Problem to solve -
Please rewrite every row below, changing "single marker" to "single dot" and keeping everything else the same. Leave the pictures out.

:: Given entries ::

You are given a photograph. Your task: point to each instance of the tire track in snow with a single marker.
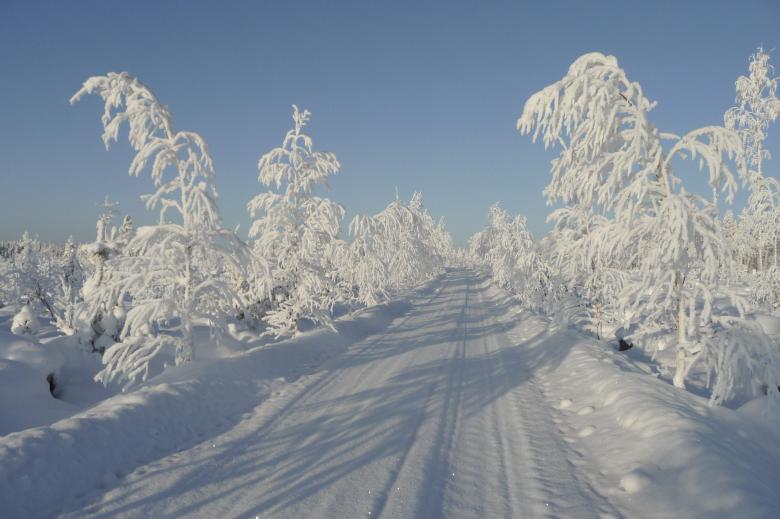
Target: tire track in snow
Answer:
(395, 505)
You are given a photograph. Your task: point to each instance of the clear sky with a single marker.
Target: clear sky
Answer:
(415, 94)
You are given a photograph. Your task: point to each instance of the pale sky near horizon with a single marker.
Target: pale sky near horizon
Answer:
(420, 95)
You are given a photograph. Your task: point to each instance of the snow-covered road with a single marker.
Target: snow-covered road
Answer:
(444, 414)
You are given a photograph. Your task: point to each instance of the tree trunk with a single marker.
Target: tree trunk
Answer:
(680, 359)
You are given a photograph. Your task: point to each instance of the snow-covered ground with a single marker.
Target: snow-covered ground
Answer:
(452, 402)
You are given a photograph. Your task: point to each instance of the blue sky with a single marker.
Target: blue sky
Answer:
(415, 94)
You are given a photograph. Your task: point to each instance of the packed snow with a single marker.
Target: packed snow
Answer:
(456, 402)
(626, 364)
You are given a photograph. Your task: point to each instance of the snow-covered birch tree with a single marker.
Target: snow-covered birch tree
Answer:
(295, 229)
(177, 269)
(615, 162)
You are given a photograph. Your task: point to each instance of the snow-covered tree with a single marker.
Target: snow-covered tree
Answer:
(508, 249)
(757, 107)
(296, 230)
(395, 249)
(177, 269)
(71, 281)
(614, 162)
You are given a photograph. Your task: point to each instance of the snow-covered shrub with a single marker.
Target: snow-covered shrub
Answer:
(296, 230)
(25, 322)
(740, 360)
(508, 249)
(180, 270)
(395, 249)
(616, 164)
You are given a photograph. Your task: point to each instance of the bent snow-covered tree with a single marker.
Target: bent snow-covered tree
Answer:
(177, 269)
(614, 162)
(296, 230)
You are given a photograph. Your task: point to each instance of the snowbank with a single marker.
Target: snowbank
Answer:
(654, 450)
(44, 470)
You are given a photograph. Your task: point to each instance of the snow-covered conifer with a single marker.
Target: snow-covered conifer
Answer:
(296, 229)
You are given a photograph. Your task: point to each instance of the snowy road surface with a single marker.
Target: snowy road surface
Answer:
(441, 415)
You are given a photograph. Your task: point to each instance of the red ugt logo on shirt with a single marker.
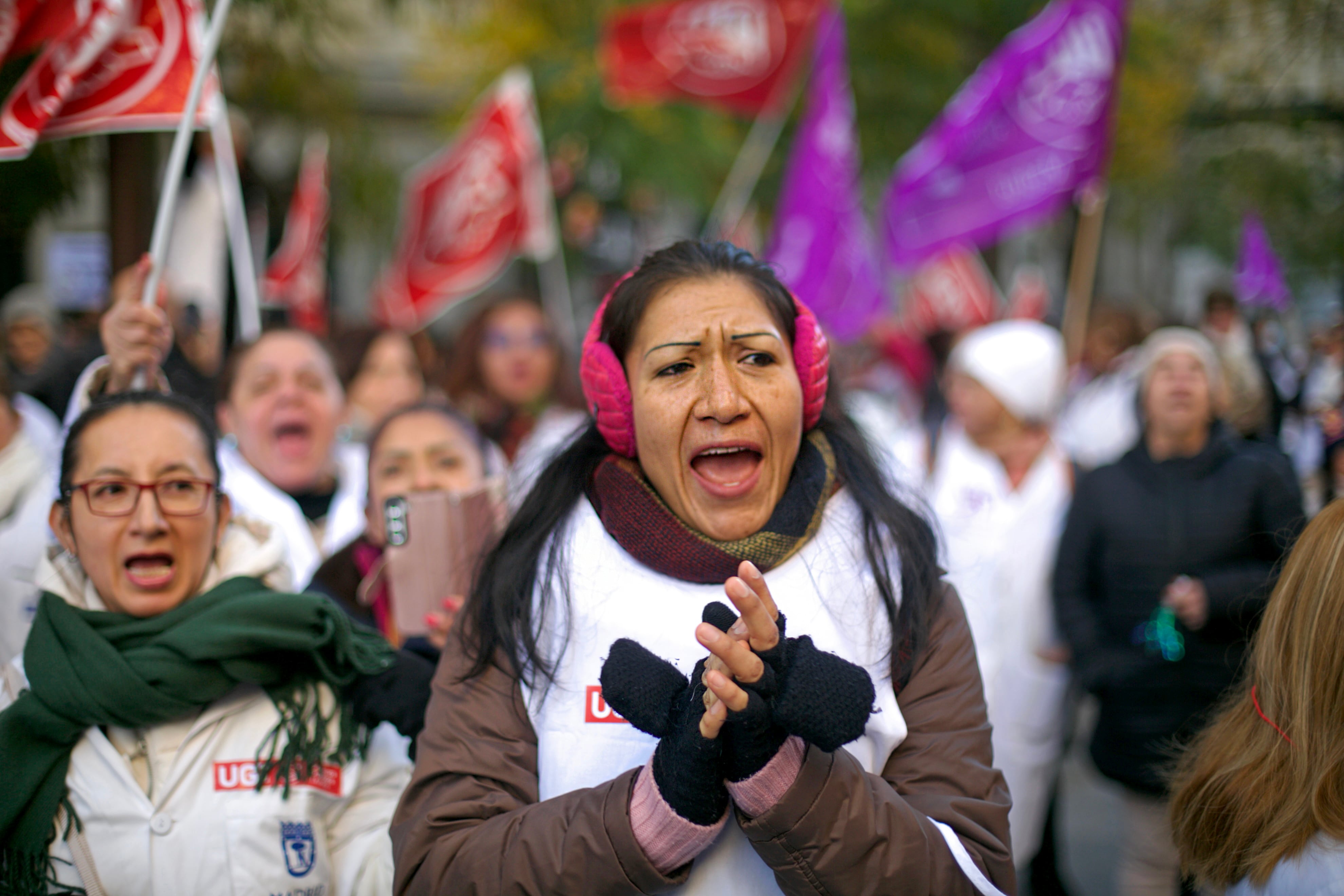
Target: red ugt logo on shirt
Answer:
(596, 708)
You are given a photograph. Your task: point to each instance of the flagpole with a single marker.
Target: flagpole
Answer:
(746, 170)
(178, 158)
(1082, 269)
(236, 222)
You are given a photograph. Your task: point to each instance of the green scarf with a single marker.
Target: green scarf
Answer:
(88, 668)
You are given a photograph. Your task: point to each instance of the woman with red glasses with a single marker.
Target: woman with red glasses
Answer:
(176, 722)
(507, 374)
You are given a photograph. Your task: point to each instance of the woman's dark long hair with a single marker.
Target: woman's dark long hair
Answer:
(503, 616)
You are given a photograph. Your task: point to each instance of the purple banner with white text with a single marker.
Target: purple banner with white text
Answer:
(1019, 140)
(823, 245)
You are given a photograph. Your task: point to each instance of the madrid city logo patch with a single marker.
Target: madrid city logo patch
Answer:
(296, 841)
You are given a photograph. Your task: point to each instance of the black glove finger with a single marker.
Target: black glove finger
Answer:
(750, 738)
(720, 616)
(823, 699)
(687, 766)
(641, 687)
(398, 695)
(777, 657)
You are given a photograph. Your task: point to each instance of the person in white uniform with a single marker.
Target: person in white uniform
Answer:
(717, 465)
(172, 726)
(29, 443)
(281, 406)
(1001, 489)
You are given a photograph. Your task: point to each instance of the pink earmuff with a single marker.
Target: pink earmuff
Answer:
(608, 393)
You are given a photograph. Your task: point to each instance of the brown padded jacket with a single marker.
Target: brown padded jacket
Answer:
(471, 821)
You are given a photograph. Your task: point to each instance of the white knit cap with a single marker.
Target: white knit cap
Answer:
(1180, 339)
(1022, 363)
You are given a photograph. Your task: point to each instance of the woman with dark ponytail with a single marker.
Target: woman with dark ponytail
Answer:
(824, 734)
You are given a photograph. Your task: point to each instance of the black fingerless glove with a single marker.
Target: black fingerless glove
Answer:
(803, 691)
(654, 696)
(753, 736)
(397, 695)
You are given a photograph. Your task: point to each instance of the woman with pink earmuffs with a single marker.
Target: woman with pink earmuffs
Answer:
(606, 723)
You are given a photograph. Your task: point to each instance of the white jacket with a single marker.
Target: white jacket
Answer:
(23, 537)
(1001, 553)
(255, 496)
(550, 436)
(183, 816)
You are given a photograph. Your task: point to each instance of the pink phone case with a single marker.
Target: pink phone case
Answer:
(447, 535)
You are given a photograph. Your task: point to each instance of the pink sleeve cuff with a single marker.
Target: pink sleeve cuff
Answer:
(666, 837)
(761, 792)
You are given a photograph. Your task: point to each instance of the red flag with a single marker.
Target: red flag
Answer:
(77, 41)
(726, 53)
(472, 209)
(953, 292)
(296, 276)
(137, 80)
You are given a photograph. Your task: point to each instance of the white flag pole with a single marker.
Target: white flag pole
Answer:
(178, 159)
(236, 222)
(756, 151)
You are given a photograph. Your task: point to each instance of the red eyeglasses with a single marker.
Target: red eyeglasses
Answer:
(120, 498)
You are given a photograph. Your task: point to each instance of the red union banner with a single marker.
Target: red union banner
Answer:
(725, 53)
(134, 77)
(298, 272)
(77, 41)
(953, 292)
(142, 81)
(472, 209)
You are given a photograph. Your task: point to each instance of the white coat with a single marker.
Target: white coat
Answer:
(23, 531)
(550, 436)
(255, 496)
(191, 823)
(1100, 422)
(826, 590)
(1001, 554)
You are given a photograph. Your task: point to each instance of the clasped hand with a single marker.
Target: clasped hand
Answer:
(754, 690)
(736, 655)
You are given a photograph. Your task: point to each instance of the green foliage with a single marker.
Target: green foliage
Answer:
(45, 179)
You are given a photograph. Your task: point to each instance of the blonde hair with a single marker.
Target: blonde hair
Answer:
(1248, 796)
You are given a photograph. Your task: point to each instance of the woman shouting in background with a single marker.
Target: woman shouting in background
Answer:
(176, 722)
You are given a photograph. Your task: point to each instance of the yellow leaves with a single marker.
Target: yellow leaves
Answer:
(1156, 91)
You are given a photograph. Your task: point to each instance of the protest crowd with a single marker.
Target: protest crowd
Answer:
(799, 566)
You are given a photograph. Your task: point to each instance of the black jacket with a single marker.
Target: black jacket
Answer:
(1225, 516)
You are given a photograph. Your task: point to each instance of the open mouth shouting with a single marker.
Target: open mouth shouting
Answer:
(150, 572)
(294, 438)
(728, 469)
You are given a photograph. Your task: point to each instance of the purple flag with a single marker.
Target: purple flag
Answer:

:::

Correct result -
You are given a photograph. Your task: point to each instance of the tire track in snow with a single dot.
Target: tire track in snow
Answer:
(395, 505)
You are given a photograph. Your task: point to each instance of the clear sky with a single dot.
Target: clear sky
Answer:
(415, 94)
You are given a photograph. Your task: point to each instance of the pale sky near horizon with a single dot.
Target: pale sky near horizon
Answer:
(420, 95)
You are given a photograph. Your task: point to each instance of the snow-covered road with a single dot.
Target: snow-covered road
Answer:
(444, 414)
You are given a photograph. Your task: point to each instance of the tree trunk with a single dot.
Target: tree trunk
Answer:
(680, 359)
You are given a photograph. Your task: point to each instance of the snow-covered ground with a single dot.
Target: snow-covered ground
Answer:
(452, 402)
You are given a photograph. Your task: point to each instance of the blue sky with a single dot.
Target: blue sky
Answer:
(415, 94)
You are given a photograph. Your task: point to each instance of the packed snow with a single dot.
Target: packed snow
Answer:
(456, 402)
(626, 364)
You are given a photograph. Your task: point to each instance of the snow-covered birch tree with a single dot.
Target: snow-covered birch tree
Answer:
(295, 229)
(177, 269)
(615, 162)
You are given a photograph. Your task: point to each instance of the snow-covered tree with a single dot.
Target: snow-covered tree
Answer:
(508, 249)
(757, 107)
(296, 230)
(395, 249)
(177, 269)
(71, 281)
(614, 162)
You are given a photograph. Your task: point to each instance of the snow-covered shrub with a single dot.
Target: snow-covered shrub
Answer:
(296, 230)
(25, 322)
(740, 360)
(508, 249)
(180, 270)
(395, 249)
(616, 164)
You are given a photograph. Your task: point to each instance of the bent snow-covered tree with a single dot.
Target: bent snow-covered tree
Answer:
(177, 269)
(614, 162)
(296, 230)
You are given a photograph. Your task: point to each instance of the snowbank with a single dot.
Target: snowbank
Answer:
(654, 450)
(44, 470)
You are given a photograph. Your task: point to each instance of the snow-covered conifer with a single dot.
Target: snow-covered conifer
Answer:
(296, 229)
You are given a photograph. Your task: point to each instance of the snowy road surface with a single dot.
Target: snowy road surface
Answer:
(441, 415)
You are given a photograph. Your task: point to each instance of the red ugt logo on shirt with a single dot.
Target: red ugt logo on shirt
Answer:
(596, 708)
You are given a photograph. Your task: point to each instance of the flagpole with a single dot.
Target: flagpole
Answer:
(746, 170)
(178, 158)
(1082, 269)
(236, 222)
You are given a photograph. Your task: point to each instance of the green scarf with a single dot.
Target: green scarf
Answer:
(88, 668)
You are given a photograph. Your task: point to each instance of the woman with red glasses with a single dot.
Target: woman with red glasses
Answer:
(176, 722)
(507, 374)
You are given a photograph. Your task: point to each instance of the woman's dark long hair with a single dot.
Target: woman's dark long hair
Answer:
(503, 616)
You are given a photograph. Your task: point to each instance of the purple banner with white text with a single dot.
Target: purple banner with white text
Answer:
(1019, 140)
(823, 245)
You are given a photograph. Your task: point to each instance of the madrid city logo patch with a single dot.
Target: madrid city logo patch
Answer:
(296, 841)
You are given a photograph. Your task: point to each instance of the black glove finger with a single dot.
Target: black glove finger
Answer:
(750, 738)
(720, 616)
(823, 699)
(687, 766)
(641, 687)
(398, 695)
(777, 657)
You are given a photograph. Your task: point to each instance of the person in white uniform with a single dot.
Target: person in white uniform
Answer:
(717, 465)
(172, 726)
(29, 443)
(281, 406)
(1001, 489)
You are given a photograph. Your task: point to each instance of the pink earmuff with a single dot.
Target: pink earmuff
Answer:
(608, 393)
You are given a photograph. Your task: point to each instance of the brown padded jacket with a single dot.
Target: brown padded jacket
Answer:
(471, 821)
You are given a photograph. Your task: point to each instance of the white knit cap with a single dot.
Target: white knit cap
Answer:
(1180, 339)
(1022, 363)
You are given a photograph. Your task: point to each instance of the woman with dark ponytail with a single dot.
Target: woman with dark ponytail
Answer:
(824, 734)
You are given a photograph. Your task: point to each instance of the black fingerless glove with a single dot.
Target: black fingerless glove
Answer:
(803, 691)
(654, 696)
(753, 736)
(397, 695)
You are given a photograph. Your task: point to each instance of the woman with pink earmuffs with a single dot.
Target: woman with pink earmuffs
Answer:
(606, 723)
You are given a photograph. Your task: point to each instance of the white jacket with a single dot.
Target: white jacket
Answer:
(23, 537)
(1001, 553)
(255, 496)
(550, 436)
(183, 816)
You are given a photograph. Your task: point to each instance of the pink phone case with a single dot.
Target: pink phone case
Answer:
(447, 535)
You are given a photograph. Your task: point to each instance of the pink sleeve cuff with a single dot.
Target: pink sleeve cuff
Answer:
(666, 837)
(761, 792)
You are given a photograph. Your task: point to each instance of the red flag with a single dot.
Target: red flag
Answer:
(77, 41)
(726, 53)
(472, 209)
(953, 292)
(296, 276)
(137, 80)
You are given a photograph. Your task: point to each instance of the white flag pole with a single dot.
Target: white flag pole
Answer:
(178, 159)
(236, 222)
(756, 151)
You are given a photograph. Your task: point to each instance of the red eyeglasses with a single dot.
Target: red eyeglasses
Answer:
(120, 498)
You are given a photograph. Your task: point to each instance of the red union banner with a single dot.
Target: red union banner
Answer:
(725, 53)
(134, 77)
(298, 272)
(77, 41)
(953, 292)
(142, 81)
(472, 209)
You are given a photograph. Your task: point to each instance of the white coat with a single dot.
Target: white coat
Answer:
(23, 531)
(550, 436)
(255, 496)
(191, 823)
(1100, 422)
(826, 590)
(1001, 554)
You are given a photograph. Your task: point to each instance of the clasped hand with a single dot.
Target: clasped hand
Answer:
(754, 690)
(736, 655)
You are given a photograph. Your task: point to each instance of the green foliage with a single dot.
Target: green foliage
Answer:
(45, 179)
You are given a photograph. Your task: point to each instance of the blonde hair with a single dot.
Target: blonde hair
Answer:
(1248, 796)
You are given a photograph. Your task: point to each instance of the woman shouting in background with a single dot.
Target: woman shouting in background
Answer:
(176, 722)
You are given a photograph. Your task: point to each instance of the yellow leaves with a single dot.
Target: yellow leaves
Answer:
(1156, 91)
You are given a photograph. Your task: point to each instance of the protest crowd with a single dot.
Target: protest crowd
Answer:
(799, 566)
You are given a photograph. Your task: point to each instance of the black jacket with a single dot.
Target: black jacket
Answer:
(1225, 516)
You are given a photograph. Your task: point to each instance of the open mouth shouting with a single dot.
Target: open mouth shouting
Answer:
(150, 572)
(294, 438)
(728, 469)
You are given a photograph. Your task: point to each instance of the purple flag with a single dot.
Target: purple flag
Answer:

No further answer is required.